*** EXTRACTED TEXT Section Begins ***
Tuesday, May 24, 6:30 pm – 8:30 pm NYC Bar Association, 42 West 44th St, NYC

Sponsored by the New York City Bar Association’s Committees on Capital Punishment and the Military Affairs & Justice

Although it is difficult to determine a precise number, it is estimated that approximately ten percent of the America’s 3000 Death Row inmates are veterans. This program will explore the pathology of the condemned veteran population. In particular, the mental health implications of military service and combat will be examined in in light of Supreme Court precedents such as Porter v. McCollum. Among the issues to be discussed will be the effects of Traumatic Brain Injury, Post-Traumatic Stress Disorder, and military culture. The panel will also reflect upon what factors should be considered in determining the appropriate sentence for veterans convicted of capital crimes.

Panelists:

Dr. Jerid M. Fisher is a forensic neuropsychologist with more than thirty years of experience. After working for several years at the University of Rochester Medical Center as a senior instructor in psychiatry and neurology and the director of the Cognitive Functions Laboratory, he left academia to develop brain injury rehabilitation programs across the state of New York. Fisher has specialized in high- profile litigation as a criminal expert for both the defense and prosecution. His work has brought him in contact with serial killers, persons facing the death penalty, and murderers found incompetent to stand trial due to severe brain injury.

Irina Komarovskaya, Ph.D. is the Clinic Director at the Steven A. Cohen Military Family Clinic at the NYU Langone Medical Center and a clinical assistant professor in NYU Langone Medical Center’s Department of Psychiatry. She joined and helped establish the Military Family Clinic in July 2012 and is dedicated to building a robust clinical program that delivers integrative, evidence-based, individualized treatment to veterans and their families.

Art Cody is the Legal Director of the Veterans Defense Program. His military career spanned thirty years and he is veteran of multiple combat deployments. He has represented numerous death row inmates to include a recent veteran clemency hearing, and frequently provides counsel to lawyers for veterans approaching execution.

Kate McMahon (Moderator) is the Secretary of the Capital Punishment Committee of The New York City Bar Association.
*** EXTRACTED TEXT Section Ends ***
* _TASK BRIEF_
Answer these questions using the announcement of the panel on veterans on death row:
1. At what address is the program held?
2. In what month and year did Irina Komarovskaya join the Military Family Clinic?
3. How many years did Art Cody's military career span?
*** ENTRIES SUPPLIED Section Begins ***
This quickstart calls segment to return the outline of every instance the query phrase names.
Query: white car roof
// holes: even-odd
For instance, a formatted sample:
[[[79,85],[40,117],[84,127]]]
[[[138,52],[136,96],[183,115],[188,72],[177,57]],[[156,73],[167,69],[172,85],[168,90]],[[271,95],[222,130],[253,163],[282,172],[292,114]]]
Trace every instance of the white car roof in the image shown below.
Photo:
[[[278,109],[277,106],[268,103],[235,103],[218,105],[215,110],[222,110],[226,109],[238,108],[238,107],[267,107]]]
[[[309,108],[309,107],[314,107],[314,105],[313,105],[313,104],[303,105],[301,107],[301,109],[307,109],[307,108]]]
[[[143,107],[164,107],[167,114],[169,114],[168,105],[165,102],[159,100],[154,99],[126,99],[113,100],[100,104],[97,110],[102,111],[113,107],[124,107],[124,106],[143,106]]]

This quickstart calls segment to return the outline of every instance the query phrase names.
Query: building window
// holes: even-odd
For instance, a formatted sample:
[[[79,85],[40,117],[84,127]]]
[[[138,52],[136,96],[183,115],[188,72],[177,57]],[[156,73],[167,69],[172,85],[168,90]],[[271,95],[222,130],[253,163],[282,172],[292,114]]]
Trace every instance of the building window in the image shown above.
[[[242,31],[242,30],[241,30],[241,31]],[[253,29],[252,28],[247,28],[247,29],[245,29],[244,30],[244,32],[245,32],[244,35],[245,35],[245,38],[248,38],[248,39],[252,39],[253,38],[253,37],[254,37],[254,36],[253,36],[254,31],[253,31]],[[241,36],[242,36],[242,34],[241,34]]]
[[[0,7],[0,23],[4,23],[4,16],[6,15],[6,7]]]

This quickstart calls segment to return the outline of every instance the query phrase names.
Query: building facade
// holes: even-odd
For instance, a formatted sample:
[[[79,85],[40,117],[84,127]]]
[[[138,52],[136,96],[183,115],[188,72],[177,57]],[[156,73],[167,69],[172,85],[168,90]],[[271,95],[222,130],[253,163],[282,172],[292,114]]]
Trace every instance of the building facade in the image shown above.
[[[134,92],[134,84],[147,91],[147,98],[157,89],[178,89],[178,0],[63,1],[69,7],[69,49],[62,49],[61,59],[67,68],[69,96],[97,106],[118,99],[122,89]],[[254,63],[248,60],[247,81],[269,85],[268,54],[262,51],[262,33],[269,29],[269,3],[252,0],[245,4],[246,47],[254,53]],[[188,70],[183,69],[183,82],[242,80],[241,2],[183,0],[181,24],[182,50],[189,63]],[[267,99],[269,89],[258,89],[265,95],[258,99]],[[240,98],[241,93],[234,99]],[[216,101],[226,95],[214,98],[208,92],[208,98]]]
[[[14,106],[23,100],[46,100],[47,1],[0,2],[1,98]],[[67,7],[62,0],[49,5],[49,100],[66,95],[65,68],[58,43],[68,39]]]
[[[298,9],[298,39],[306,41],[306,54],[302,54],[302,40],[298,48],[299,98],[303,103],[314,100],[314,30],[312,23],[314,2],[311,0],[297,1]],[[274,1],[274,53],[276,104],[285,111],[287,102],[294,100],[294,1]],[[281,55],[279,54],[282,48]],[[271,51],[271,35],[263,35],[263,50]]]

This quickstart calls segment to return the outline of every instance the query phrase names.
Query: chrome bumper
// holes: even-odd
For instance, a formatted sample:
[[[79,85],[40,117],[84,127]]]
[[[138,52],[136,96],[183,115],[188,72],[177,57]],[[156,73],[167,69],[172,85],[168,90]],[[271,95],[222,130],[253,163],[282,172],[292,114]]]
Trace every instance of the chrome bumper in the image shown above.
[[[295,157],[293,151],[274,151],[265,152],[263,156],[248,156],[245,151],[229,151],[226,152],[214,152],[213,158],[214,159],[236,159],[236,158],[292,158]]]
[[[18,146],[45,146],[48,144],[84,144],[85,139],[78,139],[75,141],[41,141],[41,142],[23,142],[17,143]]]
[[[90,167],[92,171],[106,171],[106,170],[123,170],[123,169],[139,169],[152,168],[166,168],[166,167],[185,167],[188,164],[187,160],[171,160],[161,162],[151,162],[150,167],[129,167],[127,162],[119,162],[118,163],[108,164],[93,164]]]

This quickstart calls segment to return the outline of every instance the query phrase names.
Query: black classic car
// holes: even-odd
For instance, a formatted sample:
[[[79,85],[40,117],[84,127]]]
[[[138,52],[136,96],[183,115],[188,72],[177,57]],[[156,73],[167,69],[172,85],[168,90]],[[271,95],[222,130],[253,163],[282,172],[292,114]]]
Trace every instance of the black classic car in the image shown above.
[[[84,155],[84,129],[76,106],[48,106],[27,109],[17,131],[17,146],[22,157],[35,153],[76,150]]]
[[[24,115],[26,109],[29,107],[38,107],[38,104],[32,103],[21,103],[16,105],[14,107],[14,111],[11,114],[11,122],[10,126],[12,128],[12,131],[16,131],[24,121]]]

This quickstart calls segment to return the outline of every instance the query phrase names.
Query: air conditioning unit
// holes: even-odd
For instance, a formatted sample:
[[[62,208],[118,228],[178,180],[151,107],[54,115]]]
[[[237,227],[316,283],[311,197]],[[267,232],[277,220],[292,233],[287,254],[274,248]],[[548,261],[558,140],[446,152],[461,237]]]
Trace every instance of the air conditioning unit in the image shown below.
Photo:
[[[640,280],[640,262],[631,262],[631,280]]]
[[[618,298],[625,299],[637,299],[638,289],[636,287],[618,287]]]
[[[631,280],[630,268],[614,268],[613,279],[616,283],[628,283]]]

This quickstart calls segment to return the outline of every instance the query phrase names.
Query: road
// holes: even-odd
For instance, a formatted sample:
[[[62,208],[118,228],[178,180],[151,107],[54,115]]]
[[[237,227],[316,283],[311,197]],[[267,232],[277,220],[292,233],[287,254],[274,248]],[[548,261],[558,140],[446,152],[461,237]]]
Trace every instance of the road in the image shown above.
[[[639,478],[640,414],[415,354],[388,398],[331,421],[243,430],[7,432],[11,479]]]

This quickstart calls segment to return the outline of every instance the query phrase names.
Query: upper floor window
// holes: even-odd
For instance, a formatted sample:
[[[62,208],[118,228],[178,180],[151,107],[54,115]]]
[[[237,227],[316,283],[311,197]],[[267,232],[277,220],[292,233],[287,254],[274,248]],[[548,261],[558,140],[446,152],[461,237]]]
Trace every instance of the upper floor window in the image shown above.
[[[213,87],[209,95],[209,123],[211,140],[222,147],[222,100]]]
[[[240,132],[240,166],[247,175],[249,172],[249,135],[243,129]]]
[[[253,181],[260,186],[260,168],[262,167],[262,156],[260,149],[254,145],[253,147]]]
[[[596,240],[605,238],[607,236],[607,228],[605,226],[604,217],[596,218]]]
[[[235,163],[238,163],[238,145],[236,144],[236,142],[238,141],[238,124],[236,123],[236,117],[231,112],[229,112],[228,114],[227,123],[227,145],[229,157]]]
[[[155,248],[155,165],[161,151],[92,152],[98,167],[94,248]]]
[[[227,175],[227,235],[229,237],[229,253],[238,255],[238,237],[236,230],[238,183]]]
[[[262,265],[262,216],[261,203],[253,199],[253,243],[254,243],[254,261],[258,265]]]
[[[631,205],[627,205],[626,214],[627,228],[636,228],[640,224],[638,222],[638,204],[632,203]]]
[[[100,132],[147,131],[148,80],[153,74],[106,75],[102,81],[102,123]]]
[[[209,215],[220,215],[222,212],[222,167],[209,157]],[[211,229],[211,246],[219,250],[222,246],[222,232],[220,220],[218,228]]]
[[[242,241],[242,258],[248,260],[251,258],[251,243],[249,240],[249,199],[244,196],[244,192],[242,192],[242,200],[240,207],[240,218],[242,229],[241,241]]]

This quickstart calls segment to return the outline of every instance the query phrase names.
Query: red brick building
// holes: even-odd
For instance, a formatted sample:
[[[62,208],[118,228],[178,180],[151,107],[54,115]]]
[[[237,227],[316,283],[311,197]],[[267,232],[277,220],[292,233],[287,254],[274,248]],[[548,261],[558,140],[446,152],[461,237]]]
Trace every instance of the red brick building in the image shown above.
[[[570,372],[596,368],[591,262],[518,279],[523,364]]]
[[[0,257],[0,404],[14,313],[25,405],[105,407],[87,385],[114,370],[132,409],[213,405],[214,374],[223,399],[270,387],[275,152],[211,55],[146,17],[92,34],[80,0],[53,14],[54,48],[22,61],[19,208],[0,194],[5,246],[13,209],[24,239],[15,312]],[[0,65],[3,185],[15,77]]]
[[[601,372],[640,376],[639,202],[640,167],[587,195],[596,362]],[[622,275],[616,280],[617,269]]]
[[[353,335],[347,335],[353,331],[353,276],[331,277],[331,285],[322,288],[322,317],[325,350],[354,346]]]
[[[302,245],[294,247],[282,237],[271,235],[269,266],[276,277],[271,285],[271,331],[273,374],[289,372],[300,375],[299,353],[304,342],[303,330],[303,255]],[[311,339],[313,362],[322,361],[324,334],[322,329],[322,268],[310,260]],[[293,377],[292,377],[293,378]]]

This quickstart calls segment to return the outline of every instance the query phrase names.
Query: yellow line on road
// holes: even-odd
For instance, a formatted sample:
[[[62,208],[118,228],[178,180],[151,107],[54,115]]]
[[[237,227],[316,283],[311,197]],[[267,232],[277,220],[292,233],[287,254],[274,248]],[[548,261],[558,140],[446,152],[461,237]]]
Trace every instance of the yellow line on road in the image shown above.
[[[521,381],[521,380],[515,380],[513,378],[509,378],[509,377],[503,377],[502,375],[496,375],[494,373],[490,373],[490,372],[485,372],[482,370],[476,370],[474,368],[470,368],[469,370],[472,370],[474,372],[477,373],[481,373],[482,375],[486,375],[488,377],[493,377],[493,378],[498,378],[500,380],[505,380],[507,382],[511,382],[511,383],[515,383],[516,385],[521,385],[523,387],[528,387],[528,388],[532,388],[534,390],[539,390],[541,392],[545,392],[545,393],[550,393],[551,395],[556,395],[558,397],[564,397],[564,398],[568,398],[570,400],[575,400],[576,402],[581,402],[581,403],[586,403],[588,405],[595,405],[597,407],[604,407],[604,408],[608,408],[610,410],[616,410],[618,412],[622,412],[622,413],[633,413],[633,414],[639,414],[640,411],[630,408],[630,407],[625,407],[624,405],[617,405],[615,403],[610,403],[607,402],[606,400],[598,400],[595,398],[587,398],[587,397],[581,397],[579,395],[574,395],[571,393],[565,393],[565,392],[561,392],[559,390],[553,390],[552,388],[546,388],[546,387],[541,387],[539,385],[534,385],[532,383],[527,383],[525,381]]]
*** ENTRIES SUPPLIED Section Ends ***
* _OUTPUT_
1. 42 West 44th St, NYC (NYC Bar Association)
2. July 2012
3. Thirty years